### Given instruction
Report every line of the entries below that contains the word "wall", matching case exactly.

[Dataset entries]

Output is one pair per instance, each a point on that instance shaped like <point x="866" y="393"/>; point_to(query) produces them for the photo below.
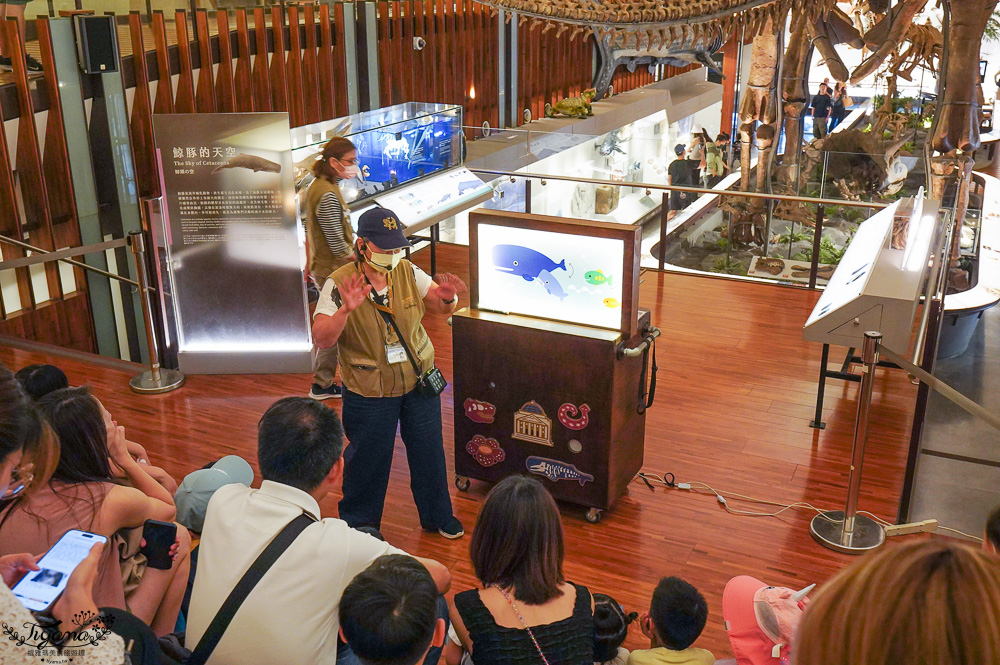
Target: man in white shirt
<point x="292" y="615"/>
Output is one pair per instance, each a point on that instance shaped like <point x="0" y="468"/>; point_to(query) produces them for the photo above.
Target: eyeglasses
<point x="20" y="480"/>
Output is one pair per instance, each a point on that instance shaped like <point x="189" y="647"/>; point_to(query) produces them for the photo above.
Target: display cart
<point x="554" y="361"/>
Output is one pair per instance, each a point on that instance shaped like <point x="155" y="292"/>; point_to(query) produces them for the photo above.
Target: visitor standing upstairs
<point x="331" y="241"/>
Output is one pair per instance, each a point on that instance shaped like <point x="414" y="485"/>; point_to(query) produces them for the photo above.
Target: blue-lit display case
<point x="396" y="145"/>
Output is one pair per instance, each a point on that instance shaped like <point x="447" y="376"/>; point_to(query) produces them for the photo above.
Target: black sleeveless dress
<point x="569" y="641"/>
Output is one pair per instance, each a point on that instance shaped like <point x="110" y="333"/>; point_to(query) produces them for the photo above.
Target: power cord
<point x="669" y="480"/>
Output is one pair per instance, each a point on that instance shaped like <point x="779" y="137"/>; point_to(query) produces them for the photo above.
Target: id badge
<point x="394" y="353"/>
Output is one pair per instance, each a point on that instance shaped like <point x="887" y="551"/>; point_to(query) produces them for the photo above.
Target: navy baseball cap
<point x="382" y="227"/>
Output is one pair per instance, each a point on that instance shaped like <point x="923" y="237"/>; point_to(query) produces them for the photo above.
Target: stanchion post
<point x="156" y="379"/>
<point x="846" y="531"/>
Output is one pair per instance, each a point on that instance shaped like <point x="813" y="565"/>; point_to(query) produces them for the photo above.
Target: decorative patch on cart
<point x="555" y="470"/>
<point x="486" y="451"/>
<point x="531" y="424"/>
<point x="479" y="412"/>
<point x="572" y="418"/>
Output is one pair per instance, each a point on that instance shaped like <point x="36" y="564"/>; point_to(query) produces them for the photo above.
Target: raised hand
<point x="353" y="292"/>
<point x="449" y="285"/>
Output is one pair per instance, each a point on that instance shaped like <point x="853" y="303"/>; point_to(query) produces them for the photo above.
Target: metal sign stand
<point x="844" y="530"/>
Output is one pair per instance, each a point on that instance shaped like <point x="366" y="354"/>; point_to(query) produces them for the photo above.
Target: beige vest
<point x="363" y="366"/>
<point x="322" y="262"/>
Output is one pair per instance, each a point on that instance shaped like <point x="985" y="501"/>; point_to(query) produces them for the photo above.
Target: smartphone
<point x="159" y="537"/>
<point x="39" y="589"/>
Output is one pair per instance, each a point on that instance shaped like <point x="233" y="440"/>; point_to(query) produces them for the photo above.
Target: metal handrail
<point x="156" y="379"/>
<point x="683" y="188"/>
<point x="62" y="255"/>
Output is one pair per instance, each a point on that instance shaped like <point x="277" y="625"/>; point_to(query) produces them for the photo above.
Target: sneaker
<point x="318" y="393"/>
<point x="453" y="529"/>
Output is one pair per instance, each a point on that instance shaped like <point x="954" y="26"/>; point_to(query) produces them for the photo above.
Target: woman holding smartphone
<point x="85" y="494"/>
<point x="21" y="427"/>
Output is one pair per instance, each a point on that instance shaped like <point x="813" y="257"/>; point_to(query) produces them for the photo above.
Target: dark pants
<point x="370" y="426"/>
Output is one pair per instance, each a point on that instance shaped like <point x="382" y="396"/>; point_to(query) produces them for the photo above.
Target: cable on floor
<point x="669" y="480"/>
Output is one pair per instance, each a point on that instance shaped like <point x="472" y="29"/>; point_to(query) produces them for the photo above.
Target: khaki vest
<point x="363" y="366"/>
<point x="322" y="262"/>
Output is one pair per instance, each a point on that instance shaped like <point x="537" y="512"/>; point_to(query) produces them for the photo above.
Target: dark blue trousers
<point x="370" y="424"/>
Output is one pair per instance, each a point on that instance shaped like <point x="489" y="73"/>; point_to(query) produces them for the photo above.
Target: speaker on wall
<point x="96" y="43"/>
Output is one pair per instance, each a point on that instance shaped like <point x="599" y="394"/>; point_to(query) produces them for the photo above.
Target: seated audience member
<point x="389" y="614"/>
<point x="526" y="612"/>
<point x="292" y="615"/>
<point x="40" y="380"/>
<point x="761" y="620"/>
<point x="991" y="539"/>
<point x="21" y="428"/>
<point x="610" y="630"/>
<point x="924" y="603"/>
<point x="676" y="617"/>
<point x="192" y="499"/>
<point x="83" y="494"/>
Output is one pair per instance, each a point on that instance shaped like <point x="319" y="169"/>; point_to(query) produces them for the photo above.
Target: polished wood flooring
<point x="735" y="395"/>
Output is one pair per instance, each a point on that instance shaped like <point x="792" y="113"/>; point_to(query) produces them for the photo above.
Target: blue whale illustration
<point x="551" y="284"/>
<point x="523" y="261"/>
<point x="555" y="470"/>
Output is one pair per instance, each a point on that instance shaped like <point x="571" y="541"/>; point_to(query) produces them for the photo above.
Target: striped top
<point x="329" y="213"/>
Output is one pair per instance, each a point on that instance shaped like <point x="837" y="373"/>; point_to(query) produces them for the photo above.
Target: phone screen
<point x="39" y="588"/>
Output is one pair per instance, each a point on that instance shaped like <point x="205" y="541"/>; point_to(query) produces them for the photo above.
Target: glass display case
<point x="396" y="145"/>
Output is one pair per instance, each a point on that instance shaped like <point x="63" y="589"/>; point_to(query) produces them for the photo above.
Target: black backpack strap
<point x="274" y="549"/>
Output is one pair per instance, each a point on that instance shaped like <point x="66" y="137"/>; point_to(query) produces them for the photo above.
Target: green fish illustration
<point x="596" y="277"/>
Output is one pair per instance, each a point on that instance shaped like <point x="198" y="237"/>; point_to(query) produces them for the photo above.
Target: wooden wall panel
<point x="242" y="80"/>
<point x="279" y="81"/>
<point x="205" y="99"/>
<point x="184" y="100"/>
<point x="225" y="92"/>
<point x="164" y="101"/>
<point x="28" y="160"/>
<point x="261" y="70"/>
<point x="141" y="121"/>
<point x="310" y="75"/>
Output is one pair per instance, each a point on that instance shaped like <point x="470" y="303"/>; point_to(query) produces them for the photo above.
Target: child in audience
<point x="676" y="617"/>
<point x="991" y="539"/>
<point x="390" y="614"/>
<point x="610" y="630"/>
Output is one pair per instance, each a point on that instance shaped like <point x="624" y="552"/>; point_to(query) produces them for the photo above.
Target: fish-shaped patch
<point x="596" y="277"/>
<point x="252" y="162"/>
<point x="551" y="284"/>
<point x="555" y="470"/>
<point x="523" y="261"/>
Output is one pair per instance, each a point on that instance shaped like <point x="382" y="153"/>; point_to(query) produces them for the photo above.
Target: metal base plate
<point x="828" y="530"/>
<point x="170" y="379"/>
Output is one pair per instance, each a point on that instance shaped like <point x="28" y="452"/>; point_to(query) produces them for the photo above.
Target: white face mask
<point x="384" y="262"/>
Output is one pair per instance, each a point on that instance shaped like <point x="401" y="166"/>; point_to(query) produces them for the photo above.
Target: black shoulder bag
<point x="274" y="549"/>
<point x="429" y="384"/>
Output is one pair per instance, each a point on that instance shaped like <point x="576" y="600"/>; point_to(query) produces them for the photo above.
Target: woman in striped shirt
<point x="331" y="240"/>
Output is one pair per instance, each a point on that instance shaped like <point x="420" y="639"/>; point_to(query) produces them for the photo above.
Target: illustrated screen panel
<point x="571" y="278"/>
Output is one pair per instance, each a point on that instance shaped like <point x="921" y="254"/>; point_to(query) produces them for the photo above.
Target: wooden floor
<point x="735" y="396"/>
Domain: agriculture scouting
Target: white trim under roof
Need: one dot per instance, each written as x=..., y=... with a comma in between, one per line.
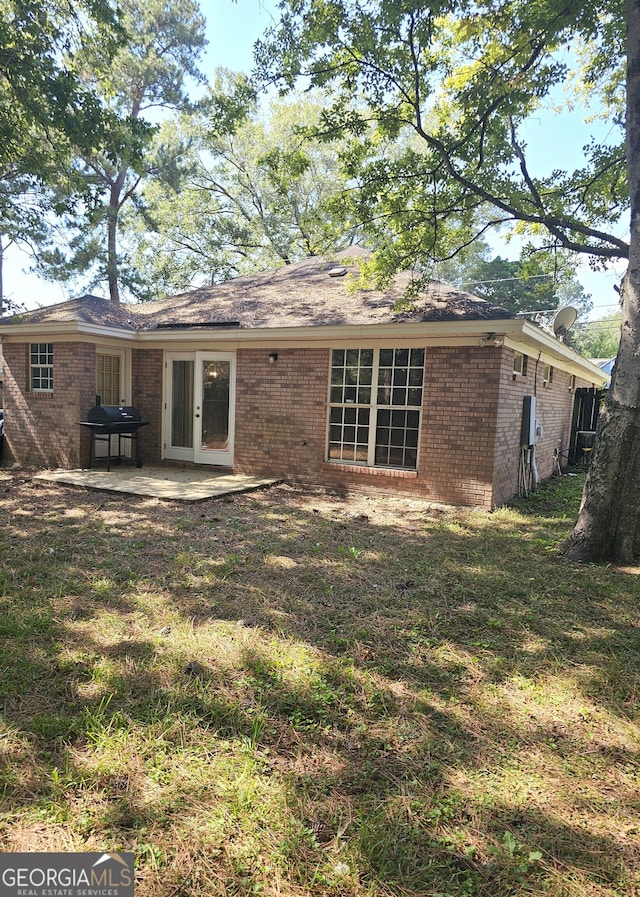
x=515, y=333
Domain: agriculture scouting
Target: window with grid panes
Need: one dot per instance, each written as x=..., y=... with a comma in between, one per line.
x=41, y=367
x=375, y=399
x=108, y=379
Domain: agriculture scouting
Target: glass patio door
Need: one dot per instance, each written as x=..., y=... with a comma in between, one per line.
x=200, y=408
x=214, y=408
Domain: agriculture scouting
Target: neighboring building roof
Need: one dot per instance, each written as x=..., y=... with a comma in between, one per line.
x=314, y=292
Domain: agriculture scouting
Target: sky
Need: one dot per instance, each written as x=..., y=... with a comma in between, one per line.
x=232, y=28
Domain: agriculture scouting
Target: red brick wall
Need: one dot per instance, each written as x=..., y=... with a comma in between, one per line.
x=554, y=406
x=42, y=428
x=281, y=424
x=146, y=396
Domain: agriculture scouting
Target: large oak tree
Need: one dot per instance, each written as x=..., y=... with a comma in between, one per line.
x=466, y=79
x=47, y=110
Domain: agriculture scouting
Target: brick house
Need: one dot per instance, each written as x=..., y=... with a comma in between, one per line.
x=298, y=373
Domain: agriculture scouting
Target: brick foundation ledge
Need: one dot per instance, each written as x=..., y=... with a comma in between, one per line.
x=335, y=466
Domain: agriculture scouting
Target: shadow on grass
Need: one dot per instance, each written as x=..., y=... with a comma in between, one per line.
x=276, y=689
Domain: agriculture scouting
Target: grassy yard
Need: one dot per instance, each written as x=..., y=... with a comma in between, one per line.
x=295, y=694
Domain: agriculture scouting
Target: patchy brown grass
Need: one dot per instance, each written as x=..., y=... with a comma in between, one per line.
x=296, y=694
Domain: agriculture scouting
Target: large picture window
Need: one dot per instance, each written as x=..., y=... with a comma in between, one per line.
x=41, y=367
x=375, y=399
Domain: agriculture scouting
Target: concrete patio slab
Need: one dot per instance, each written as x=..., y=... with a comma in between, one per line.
x=158, y=482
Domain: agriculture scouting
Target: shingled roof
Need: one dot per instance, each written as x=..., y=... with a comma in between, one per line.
x=311, y=293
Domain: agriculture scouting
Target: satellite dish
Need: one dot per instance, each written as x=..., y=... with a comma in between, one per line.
x=564, y=321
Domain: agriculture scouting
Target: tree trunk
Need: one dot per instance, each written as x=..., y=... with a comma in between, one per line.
x=1, y=277
x=112, y=245
x=608, y=526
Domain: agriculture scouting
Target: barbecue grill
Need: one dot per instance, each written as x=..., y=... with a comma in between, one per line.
x=107, y=421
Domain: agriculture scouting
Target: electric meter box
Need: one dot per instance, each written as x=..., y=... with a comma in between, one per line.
x=528, y=435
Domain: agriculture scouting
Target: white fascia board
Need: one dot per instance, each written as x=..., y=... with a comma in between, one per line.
x=534, y=341
x=516, y=333
x=59, y=330
x=435, y=332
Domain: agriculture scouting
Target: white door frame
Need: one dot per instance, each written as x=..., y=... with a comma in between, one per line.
x=196, y=453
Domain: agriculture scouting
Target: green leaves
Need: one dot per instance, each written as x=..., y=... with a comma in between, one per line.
x=453, y=88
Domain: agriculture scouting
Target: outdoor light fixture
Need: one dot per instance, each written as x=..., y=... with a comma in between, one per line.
x=491, y=339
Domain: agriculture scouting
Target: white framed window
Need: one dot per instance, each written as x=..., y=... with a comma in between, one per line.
x=109, y=378
x=375, y=403
x=41, y=367
x=519, y=363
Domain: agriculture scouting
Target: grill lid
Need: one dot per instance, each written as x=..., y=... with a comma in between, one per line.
x=113, y=414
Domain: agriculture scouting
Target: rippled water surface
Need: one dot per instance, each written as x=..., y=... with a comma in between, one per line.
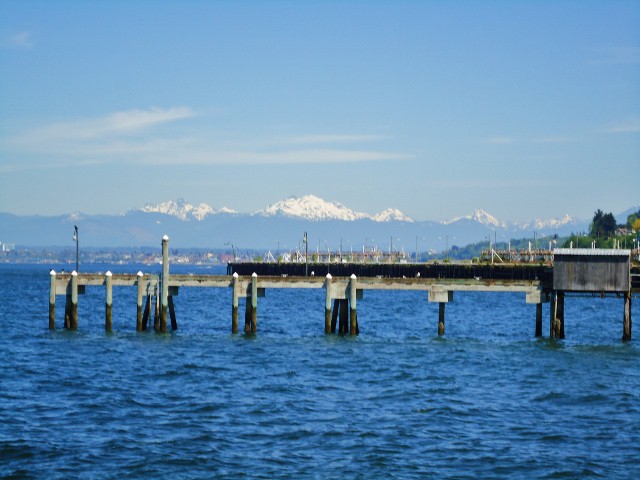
x=488, y=400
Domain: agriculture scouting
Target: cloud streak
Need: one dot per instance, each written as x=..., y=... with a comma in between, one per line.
x=115, y=124
x=630, y=126
x=20, y=41
x=130, y=136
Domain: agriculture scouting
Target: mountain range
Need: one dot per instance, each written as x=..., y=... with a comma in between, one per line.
x=329, y=225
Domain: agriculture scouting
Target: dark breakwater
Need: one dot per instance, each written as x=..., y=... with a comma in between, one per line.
x=291, y=402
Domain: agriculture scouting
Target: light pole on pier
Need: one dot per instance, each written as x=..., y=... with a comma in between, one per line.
x=306, y=255
x=233, y=249
x=75, y=239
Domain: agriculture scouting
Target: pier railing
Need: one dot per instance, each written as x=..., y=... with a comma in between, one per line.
x=581, y=272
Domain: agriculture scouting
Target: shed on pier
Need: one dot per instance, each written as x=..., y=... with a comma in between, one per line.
x=591, y=270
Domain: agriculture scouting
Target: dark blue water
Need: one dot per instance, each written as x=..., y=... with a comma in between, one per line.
x=486, y=401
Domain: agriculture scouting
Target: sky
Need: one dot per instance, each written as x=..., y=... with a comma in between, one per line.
x=525, y=109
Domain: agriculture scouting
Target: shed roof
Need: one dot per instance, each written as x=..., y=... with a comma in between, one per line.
x=596, y=252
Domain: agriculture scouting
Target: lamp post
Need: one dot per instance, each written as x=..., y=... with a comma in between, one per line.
x=75, y=239
x=306, y=255
x=233, y=249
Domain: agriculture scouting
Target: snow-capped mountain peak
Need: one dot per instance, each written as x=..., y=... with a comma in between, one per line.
x=392, y=215
x=181, y=209
x=539, y=224
x=310, y=207
x=479, y=216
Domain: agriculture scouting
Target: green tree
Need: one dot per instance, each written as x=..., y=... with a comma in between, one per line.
x=632, y=219
x=603, y=225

### Correct output
Target: speaker on wall
Target: wooden wall panel
Target: red brick wall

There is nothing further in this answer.